◆ **Passage given**:

For instance, heights in populations are often modeled using normal distributions while time until an event occurs may follow an exponential distribution.

5.1.7. Cumulative Distribution Function (CDF)#

The Cumulative Distribution Function (CDF), denoted as \(F(x)\) or \(P(X \leq x)\), is a fundamental concept in probability theory for continuous distributions. It represents the probability that a random variable \(X\) will take a value less than or equal to \(x\). The CDF is a powerful tool for calculating probabilities and understanding the distribution of a random variable.

Mathematically, for continuous distributions, the CDF is defined as the integral of the Probability Density Function (PDF):

(5.5)#\[\begin{equation} F(x) = P(X \leq x) = \int_{-\infty}^{x} f(t) dt \end{equation}\]

Where \(f(t)\) is the PDF of the random variable \(X\).

For continuous distributions, the CDF can also be expressed as \(P(X < x)\) because the probability of \(X\) taking on any exact value is zero. This is an important distinction from discrete distributions. The CDF is graphically represented by the “area to the left” under the probability density function (PDF) curve up to point \(x\).

◆ **Given records**:
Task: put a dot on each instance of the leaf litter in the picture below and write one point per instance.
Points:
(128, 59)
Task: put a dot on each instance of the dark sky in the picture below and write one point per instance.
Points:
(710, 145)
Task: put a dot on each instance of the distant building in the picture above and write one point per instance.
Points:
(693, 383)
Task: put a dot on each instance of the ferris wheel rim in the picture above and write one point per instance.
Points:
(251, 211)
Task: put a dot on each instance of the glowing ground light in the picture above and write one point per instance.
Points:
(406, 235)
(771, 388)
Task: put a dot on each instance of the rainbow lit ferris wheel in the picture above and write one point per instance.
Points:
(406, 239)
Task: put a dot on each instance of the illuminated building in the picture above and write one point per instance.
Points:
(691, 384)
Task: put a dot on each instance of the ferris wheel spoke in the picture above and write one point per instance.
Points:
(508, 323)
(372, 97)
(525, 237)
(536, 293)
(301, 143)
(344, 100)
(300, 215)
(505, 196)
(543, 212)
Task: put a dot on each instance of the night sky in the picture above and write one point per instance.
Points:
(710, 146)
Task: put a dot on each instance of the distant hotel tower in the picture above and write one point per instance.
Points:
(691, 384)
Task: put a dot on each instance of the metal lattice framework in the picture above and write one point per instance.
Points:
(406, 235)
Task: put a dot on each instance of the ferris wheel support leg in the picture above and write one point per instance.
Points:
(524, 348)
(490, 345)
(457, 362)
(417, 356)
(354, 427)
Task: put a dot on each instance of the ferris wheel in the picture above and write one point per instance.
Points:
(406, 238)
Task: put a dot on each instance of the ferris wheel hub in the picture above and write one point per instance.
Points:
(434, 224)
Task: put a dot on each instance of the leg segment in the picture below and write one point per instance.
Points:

◆ **Tasks to carry out**:
A - List every expression that the passage on the cumulative distribution function gives for the CDF of a continuous random variable.
B - Write the next part of the passage on the cumulative distribution function, picking up after its final sentence.

◆ **Results for the exercise**:
A -
F(x)
P(X ≤ x)
the integral of f(t) dt from −∞ to x
P(X < x)

B -
Fig. 5.3 illustrates the concept of the Cumulative Distribution Function (CDF) for a continuous random variable. The graph shows a Probability Density Function (PDF) with the horizontal axis labeled \(X\) and the vertical axis labeled \(f(x)\). The area under the curve to the left of a vertical line at point \(x\) is shaded in purple, representing the CDF, denoted as \(P(X \leq x)\). This shaded area indicates the probability that the random variable \(X\) will take a value less than or equal to \(x\).

Fig. 5.3 Graphical representation of the Cumulative Distribution Function (CDF) showing the probability \(P(X \leq x)\) as the area to the left under the PDF curve.#

Note

The CDF is a crucial tool in statistical analysis and has wide-ranging applications in fields such as finance (risk assessment), engineering (reliability analysis), and data science (probability modeling). Its ability to provide probabilities for ranges of values makes it particularly useful in practical scenarios where we often need to consider intervals rather than exact points.

Relationship between CDF and PDF

The PDF is the derivative of the CDF:

(5.6)#\[\begin{equation}f(x) = \frac{d}{dx}F(x).\end{equation}\]

This relationship allows us to move between the CDF and PDF as needed for various calculations.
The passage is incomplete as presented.